What is asked:
1) In the mailing-list post about the new Asterisk jitterbuffer, which section of codecs.conf takes the genericplc setting that enables PLC for codecs such as gsm and ulaw?
2) Write the next part of the mailing-list post about the new Asterisk jitterbuffer, starting after its last sentence.

Document excerpt:
※

[Asterisk-Dev] Jitterbuffer in CVS HEAD: How to use, how to report problems:

Steve Kann stevek at stevek.com
Thu Mar 17 16:57:13 MST 2005



The new jitterbuffer, PLC, and the IAX2-integration of the new 
jitterbuffer have been committed to CVS-HEAD.   Also, we've added a 
feature called "trunktimestamps", which adds individual timestamps to 
trunked frames within a trunk frame.

Here's how to use this stuff:

1) The new jitterbuffer:  you must add "jitterbuffer=yes" to either the 
global part of iax.conf, or to a peer or a user.  (just like the old 
jitterbuffer).    Also, you can set "maxjitterbuffer=n", which puts a 
hard-limit on the size of the jitterbuffer of "n milliseconds".  It is 
not necessary to have the new jitterbuffer on both sides of a call; it 
works on the receive side only.

2) PLC:  The new jitterbuffer detects packet loss.  PLC is done to try 
to recreate these lost packets in the codec decoding stage, as the 
encoded audio is translated to slinear.  PLC is also used to mask 
jitterbuffer growth.

This facility is enabled by default in iLBC and speex, as it has no 
additional cost.
This facility can be enabled in adpcm, alaw, g726, gsm, lpc10, and ulaw 
by setting genericplc => true in the [plc] section of codecs.conf.

3) Trunktimestamps:
To use this, both sides must be using CVS-HEAD;  setting 
"trunktimestamps=yes" in iax.conf will cause your box to send 16-bit 
timestamps for each trunked frame inside of a trunk frame.  The other 
side must also support this functionality, or else, well, bad things 
will happen.  If you don't use trunktimestamps, there's lots of ways the 
jitterbuffer can get confused because timestamps aren't necessarily sent 
through the trunk correctly.

4) Testing and monitoring:
You can test the effectiveness of PLC and the new jitterbuffer's 
detection of loss by using the new CLI command "iax2 test losspct <n>".

※

Records provided:
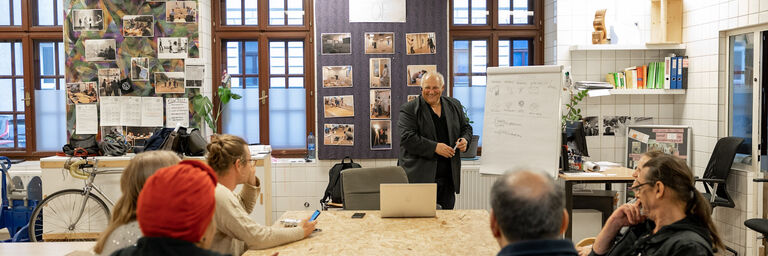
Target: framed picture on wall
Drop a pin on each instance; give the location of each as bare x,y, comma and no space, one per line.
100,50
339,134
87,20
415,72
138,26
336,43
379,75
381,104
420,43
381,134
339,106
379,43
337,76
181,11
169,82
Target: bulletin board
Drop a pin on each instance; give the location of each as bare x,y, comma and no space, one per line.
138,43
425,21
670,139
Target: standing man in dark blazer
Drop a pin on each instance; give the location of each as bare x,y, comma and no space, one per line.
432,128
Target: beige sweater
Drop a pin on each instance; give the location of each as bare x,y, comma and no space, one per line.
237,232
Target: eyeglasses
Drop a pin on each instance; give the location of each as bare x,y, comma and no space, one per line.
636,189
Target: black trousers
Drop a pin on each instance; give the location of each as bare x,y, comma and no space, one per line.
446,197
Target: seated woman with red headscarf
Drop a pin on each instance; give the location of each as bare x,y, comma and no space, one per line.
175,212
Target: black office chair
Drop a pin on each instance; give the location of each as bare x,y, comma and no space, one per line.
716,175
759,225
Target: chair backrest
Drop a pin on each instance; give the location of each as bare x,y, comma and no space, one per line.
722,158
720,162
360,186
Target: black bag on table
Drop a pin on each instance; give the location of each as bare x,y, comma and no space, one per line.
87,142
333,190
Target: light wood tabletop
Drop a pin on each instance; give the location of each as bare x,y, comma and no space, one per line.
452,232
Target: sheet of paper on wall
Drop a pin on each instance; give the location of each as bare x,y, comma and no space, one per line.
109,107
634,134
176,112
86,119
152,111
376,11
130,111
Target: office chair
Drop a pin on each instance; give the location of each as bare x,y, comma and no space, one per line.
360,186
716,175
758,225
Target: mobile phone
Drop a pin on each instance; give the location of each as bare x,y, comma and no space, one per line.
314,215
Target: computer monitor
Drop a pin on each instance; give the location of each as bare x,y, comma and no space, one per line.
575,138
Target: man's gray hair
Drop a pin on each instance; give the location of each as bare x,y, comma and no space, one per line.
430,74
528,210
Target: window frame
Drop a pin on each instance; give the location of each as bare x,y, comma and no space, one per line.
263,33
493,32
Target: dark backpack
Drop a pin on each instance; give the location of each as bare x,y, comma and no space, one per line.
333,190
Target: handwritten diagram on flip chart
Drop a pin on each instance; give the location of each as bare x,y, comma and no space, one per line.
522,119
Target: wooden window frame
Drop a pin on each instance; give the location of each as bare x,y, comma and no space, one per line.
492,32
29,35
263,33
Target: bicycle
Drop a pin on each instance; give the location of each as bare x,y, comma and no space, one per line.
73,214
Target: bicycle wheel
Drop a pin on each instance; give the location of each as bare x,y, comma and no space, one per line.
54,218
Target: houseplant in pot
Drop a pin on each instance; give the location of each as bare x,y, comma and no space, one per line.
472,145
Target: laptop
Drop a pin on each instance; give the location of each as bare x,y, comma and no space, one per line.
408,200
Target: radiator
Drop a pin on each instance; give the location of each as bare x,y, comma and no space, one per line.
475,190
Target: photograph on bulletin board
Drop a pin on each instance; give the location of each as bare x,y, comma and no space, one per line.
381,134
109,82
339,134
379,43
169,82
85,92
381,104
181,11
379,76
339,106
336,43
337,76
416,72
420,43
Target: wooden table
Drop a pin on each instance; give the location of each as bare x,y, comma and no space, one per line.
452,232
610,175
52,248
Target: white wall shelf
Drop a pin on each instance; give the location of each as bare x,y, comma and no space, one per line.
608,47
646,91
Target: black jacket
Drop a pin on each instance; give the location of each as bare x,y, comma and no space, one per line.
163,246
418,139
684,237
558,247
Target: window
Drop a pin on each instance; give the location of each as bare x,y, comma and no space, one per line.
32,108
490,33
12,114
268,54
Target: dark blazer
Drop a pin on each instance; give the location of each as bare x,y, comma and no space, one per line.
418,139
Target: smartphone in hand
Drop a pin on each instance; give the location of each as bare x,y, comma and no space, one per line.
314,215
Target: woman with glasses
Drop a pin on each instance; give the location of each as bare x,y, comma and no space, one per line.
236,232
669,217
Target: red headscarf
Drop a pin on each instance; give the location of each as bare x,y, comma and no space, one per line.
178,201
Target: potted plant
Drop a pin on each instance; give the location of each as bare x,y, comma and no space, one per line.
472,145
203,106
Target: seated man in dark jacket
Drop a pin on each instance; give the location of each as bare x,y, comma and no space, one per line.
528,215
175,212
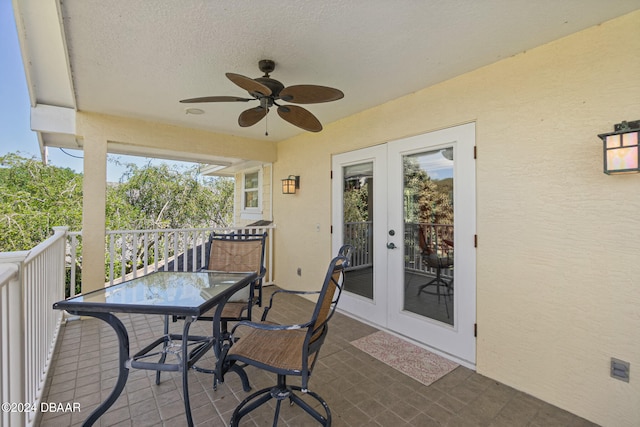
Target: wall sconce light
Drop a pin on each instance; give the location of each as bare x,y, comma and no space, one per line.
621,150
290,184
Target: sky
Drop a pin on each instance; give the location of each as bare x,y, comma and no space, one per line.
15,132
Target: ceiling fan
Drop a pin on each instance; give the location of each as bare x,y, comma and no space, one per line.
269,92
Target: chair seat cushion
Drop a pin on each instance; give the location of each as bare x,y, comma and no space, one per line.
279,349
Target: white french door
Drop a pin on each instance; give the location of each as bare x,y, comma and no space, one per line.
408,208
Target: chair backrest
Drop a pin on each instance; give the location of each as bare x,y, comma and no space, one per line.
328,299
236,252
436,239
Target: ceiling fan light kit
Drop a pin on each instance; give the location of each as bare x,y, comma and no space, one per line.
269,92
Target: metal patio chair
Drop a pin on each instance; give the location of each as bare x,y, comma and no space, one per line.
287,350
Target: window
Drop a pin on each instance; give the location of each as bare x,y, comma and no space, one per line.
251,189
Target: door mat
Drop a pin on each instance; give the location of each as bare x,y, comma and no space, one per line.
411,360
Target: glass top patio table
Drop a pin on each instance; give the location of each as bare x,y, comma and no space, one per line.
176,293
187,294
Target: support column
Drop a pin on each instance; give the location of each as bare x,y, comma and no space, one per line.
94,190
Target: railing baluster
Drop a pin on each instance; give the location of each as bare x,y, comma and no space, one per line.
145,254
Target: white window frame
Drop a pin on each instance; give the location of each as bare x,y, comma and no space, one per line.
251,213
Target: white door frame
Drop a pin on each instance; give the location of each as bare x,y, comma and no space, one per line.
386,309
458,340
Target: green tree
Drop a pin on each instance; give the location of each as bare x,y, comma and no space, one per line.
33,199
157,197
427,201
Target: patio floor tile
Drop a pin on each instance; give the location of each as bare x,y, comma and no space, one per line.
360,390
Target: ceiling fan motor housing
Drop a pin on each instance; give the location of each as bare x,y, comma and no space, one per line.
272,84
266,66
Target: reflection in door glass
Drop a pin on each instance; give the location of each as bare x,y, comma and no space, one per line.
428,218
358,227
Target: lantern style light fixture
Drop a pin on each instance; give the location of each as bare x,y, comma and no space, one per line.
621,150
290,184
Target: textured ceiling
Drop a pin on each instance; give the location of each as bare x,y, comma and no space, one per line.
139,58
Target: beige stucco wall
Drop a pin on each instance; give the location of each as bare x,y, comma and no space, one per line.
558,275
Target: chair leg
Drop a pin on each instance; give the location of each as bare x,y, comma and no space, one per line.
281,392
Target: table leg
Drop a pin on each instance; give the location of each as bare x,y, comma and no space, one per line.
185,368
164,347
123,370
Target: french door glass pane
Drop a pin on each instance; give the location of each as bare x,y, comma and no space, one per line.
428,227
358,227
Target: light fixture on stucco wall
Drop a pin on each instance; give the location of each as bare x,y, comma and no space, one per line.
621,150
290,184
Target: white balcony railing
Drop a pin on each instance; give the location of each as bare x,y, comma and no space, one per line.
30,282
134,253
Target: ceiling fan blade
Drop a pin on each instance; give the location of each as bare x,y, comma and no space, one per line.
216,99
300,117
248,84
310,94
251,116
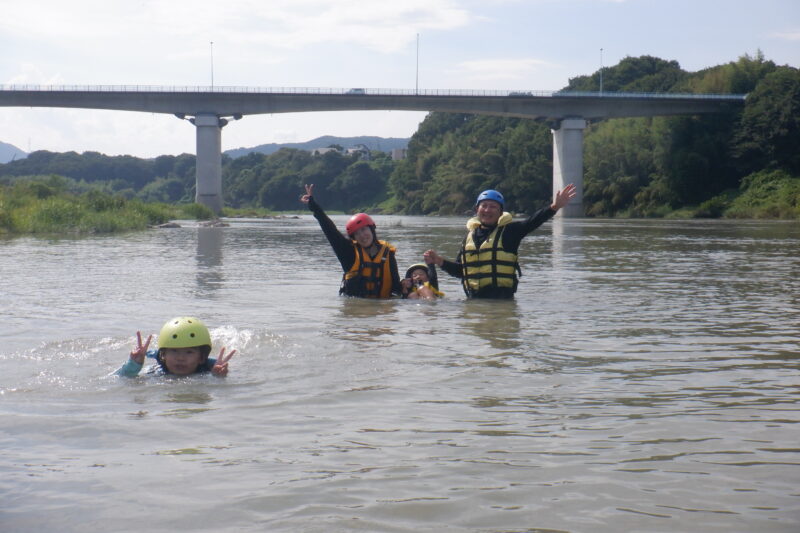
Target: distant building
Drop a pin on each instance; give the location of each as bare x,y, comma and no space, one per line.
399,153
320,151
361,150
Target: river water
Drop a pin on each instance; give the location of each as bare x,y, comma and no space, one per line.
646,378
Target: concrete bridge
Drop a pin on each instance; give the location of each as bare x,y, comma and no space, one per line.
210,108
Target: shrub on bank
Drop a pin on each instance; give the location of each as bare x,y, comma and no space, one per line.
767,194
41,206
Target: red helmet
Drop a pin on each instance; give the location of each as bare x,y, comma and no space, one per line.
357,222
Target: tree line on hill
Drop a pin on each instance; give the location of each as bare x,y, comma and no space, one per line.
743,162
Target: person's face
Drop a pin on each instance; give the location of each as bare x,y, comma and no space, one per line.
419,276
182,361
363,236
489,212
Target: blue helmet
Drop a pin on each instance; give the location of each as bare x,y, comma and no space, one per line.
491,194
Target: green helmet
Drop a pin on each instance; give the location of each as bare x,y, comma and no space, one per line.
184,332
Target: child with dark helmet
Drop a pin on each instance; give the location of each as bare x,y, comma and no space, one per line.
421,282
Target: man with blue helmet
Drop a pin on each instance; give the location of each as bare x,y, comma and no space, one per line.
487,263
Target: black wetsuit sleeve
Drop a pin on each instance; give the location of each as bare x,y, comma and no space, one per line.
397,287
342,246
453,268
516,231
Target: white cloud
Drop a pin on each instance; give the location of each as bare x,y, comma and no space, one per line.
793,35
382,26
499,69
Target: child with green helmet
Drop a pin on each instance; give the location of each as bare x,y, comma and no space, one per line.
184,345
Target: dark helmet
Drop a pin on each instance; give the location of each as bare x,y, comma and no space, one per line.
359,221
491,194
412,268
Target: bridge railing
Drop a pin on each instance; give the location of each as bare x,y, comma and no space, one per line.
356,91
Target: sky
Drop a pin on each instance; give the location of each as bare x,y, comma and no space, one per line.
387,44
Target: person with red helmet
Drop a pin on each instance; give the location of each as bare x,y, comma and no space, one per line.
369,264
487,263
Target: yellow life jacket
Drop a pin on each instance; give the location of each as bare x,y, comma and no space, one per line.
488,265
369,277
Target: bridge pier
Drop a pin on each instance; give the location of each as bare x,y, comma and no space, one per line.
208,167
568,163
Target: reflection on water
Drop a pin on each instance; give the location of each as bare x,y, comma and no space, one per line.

※

Task answers:
1) The [plc] section.

2)
This will simulate n percent packet loss coming _in_ to chan_iax2.   You 
should find that with PLC and the new JB, 10 percent packet loss should 
lead to just a tiny amount of distortion, while without PLC, it would 
lead to silent gaps in your audio.

iax2 show netstats shows you statistics for each iax2 call you have up.  
The columns are "RTT" which is the round-trip time for the last PING, 
and then a bunch of stats for both the local side (what you're 
receiving), and the remote side (what the other end is telling us they 
are seeing).  The remote stats may not be complete if the remote end 
isn't using the new JB.

The stats shown are:
Jit: The jitter we have measured (milliseconds)
Del: The maximum delay imposed by the jitterbuffer (milliseconds)
Lost: The number of packets we've detected as lost.
%: The percentage of packets we've detected as lost recently.
Drop: The number of packets we've purposely dropped (to lower latency).
OOO: The number of packets we've received out-of-order
Kpkts: The number of packets we've received / 1000.

======= Reporting problems ============

There's a couple of things that can make calls sound bad using the JB:

1) The JB and PLC can make your calls sound better, but they can't fix 
everything.  If you lost 10 frames in a row, it can't possibly fix 
that.  It really can't help much more than one or two consecutive frames.

2) Bad timestamps:  If whatever is generating timestamps to be sent to 
you generates nonsensical timestamps, it can confuse the jitterbuffer.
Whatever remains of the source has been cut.